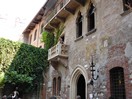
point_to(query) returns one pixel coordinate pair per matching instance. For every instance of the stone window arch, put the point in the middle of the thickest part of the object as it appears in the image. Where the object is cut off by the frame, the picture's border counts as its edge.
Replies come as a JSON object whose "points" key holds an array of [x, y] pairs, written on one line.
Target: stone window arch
{"points": [[117, 83], [59, 85], [91, 17], [54, 86], [79, 25]]}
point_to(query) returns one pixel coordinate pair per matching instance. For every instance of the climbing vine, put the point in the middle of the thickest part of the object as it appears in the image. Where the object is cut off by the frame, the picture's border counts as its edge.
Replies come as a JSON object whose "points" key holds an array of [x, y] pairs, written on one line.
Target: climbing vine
{"points": [[21, 65]]}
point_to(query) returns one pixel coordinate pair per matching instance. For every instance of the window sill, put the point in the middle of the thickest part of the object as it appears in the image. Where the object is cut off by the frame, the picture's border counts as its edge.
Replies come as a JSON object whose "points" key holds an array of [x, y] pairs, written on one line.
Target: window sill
{"points": [[126, 12], [90, 32], [79, 38]]}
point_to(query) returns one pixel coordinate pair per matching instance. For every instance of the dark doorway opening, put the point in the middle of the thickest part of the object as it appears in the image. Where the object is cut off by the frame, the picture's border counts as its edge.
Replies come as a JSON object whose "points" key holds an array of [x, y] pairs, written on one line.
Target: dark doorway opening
{"points": [[81, 87]]}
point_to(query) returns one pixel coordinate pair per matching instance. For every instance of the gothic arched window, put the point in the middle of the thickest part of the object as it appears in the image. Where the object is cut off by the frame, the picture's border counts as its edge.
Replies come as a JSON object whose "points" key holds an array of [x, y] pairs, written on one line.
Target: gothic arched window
{"points": [[117, 84]]}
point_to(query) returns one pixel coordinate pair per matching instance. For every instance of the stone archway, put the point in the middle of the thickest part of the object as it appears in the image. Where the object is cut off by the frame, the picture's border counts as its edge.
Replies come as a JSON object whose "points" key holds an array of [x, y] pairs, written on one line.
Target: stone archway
{"points": [[79, 75]]}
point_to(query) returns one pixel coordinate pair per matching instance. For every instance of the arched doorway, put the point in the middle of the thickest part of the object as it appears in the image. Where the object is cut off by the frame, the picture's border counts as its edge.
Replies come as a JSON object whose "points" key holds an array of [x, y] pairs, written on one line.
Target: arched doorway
{"points": [[78, 83], [81, 87]]}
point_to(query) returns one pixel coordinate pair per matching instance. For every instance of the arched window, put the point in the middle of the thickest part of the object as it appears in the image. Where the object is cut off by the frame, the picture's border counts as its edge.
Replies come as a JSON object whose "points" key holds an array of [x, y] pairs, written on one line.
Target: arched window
{"points": [[127, 4], [117, 84], [59, 85], [91, 18], [54, 86], [79, 25], [30, 40], [35, 34]]}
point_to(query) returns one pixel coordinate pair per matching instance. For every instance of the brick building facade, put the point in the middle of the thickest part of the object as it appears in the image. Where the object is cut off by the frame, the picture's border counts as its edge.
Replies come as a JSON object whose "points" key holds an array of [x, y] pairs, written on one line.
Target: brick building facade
{"points": [[98, 32]]}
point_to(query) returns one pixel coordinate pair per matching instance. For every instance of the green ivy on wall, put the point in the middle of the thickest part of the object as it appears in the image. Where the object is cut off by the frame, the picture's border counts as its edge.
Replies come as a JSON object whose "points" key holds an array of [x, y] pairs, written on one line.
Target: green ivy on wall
{"points": [[21, 65], [48, 39]]}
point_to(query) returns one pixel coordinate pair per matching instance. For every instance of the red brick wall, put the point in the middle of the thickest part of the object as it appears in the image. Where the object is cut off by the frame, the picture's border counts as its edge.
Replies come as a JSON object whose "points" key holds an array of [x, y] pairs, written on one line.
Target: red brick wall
{"points": [[117, 59]]}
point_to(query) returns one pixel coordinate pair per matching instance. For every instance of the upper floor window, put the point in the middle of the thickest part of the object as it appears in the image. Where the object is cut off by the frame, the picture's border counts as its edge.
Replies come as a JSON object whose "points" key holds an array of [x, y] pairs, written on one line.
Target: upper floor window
{"points": [[91, 18], [54, 86], [30, 39], [127, 4], [41, 28], [35, 34], [117, 84], [79, 25], [59, 85]]}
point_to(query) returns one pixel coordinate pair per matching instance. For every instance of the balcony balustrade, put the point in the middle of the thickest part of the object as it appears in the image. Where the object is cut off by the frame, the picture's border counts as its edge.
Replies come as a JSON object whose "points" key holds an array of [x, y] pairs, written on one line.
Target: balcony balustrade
{"points": [[59, 12], [58, 51]]}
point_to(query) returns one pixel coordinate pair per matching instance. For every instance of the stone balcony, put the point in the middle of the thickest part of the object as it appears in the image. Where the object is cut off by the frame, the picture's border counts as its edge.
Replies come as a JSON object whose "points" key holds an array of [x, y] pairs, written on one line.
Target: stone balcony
{"points": [[58, 54], [60, 12]]}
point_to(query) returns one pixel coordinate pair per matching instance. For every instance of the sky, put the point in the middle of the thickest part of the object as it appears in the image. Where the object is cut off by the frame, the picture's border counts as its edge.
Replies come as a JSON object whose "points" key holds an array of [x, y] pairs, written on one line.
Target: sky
{"points": [[15, 15]]}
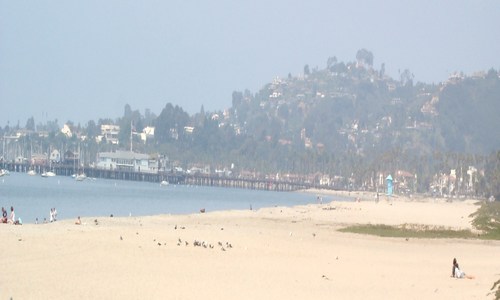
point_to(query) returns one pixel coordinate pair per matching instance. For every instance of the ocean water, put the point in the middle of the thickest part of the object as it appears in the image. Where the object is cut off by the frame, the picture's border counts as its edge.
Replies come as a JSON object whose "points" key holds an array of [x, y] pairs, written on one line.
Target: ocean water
{"points": [[33, 196]]}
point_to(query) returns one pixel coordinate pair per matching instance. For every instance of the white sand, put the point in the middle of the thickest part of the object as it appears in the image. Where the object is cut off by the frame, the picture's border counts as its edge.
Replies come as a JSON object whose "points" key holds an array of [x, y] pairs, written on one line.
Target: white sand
{"points": [[277, 253]]}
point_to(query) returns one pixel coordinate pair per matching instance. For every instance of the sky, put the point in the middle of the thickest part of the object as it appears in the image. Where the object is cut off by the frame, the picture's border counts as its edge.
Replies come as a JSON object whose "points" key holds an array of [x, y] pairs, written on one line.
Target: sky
{"points": [[85, 60]]}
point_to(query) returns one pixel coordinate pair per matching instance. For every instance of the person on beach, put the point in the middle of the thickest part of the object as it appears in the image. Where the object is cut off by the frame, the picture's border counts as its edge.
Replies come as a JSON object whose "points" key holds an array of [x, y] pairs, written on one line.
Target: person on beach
{"points": [[4, 215], [457, 273], [12, 217]]}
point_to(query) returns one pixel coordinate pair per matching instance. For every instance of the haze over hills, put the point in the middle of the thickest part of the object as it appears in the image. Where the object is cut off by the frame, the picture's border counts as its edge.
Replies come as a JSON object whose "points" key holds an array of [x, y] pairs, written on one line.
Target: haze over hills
{"points": [[348, 119]]}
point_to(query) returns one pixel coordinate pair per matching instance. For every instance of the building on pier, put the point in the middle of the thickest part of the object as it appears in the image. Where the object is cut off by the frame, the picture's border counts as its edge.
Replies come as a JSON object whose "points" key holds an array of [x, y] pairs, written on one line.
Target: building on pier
{"points": [[127, 161]]}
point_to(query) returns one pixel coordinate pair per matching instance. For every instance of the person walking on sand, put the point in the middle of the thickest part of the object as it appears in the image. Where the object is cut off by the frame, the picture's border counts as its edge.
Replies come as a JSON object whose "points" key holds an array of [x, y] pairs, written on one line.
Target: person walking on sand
{"points": [[457, 273], [4, 215], [12, 217]]}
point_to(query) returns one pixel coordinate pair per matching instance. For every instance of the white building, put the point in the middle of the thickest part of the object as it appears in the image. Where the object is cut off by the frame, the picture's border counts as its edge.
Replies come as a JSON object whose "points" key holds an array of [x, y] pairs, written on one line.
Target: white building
{"points": [[110, 133], [147, 133], [127, 161]]}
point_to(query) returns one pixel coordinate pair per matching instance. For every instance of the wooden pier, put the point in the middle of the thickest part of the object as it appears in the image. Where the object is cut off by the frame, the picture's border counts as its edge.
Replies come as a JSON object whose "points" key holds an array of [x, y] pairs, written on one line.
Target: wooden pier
{"points": [[172, 178]]}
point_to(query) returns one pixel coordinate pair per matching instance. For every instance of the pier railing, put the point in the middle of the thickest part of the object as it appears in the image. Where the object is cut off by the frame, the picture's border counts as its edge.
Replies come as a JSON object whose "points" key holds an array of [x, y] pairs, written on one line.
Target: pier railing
{"points": [[170, 177]]}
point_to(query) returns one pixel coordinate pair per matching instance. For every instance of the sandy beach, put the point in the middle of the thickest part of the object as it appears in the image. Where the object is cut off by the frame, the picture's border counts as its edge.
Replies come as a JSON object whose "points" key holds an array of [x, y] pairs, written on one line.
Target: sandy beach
{"points": [[271, 253]]}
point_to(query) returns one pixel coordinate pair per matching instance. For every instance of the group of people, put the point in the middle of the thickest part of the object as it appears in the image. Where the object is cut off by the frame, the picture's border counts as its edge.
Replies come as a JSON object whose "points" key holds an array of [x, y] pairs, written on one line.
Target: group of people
{"points": [[11, 219], [52, 216]]}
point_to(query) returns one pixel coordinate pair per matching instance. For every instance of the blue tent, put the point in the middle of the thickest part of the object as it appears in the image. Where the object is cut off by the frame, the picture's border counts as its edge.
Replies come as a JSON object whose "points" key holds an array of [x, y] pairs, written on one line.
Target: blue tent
{"points": [[389, 185]]}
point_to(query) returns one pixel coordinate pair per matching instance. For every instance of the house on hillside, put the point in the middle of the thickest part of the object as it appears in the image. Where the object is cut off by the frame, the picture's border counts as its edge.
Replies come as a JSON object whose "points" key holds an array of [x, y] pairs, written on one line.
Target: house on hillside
{"points": [[55, 156]]}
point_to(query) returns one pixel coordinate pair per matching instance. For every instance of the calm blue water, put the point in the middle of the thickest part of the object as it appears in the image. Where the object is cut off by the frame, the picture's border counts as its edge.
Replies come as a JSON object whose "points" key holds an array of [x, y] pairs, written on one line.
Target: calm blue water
{"points": [[33, 196]]}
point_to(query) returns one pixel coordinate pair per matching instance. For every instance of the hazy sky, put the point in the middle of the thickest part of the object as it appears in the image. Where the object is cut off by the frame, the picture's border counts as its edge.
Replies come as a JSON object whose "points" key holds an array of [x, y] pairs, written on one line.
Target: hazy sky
{"points": [[84, 60]]}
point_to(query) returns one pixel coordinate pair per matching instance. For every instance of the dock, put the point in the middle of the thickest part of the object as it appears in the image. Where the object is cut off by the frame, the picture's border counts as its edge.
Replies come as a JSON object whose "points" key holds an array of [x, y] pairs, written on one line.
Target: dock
{"points": [[170, 177]]}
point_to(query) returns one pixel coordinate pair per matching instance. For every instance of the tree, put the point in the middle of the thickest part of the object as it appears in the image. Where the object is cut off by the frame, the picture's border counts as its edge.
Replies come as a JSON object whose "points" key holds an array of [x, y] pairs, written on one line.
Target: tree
{"points": [[30, 124], [331, 62], [365, 56]]}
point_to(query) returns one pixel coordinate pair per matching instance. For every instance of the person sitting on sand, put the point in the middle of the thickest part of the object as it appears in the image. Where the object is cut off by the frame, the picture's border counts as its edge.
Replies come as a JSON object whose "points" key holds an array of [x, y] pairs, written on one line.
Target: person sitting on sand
{"points": [[457, 273], [4, 215]]}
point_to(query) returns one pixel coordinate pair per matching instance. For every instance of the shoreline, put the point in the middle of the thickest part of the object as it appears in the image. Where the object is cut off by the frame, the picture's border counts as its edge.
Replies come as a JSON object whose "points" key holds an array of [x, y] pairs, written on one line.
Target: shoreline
{"points": [[275, 253]]}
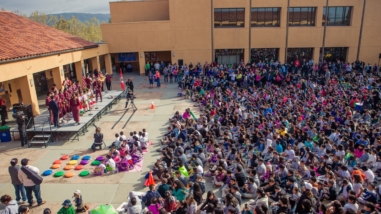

*Exercise goal*
Please return every line of the rows above that contains the word "hillside", matching case exactly.

*Output*
point_to(query) returns one pixel coordinate pair per matching instance. For every instance of the house on hillside, put the point in the middle of the thickest part of the object as it appears in the image. Where the object is cut off by the frame, the picture's border counts as its edge.
Target: house on hillside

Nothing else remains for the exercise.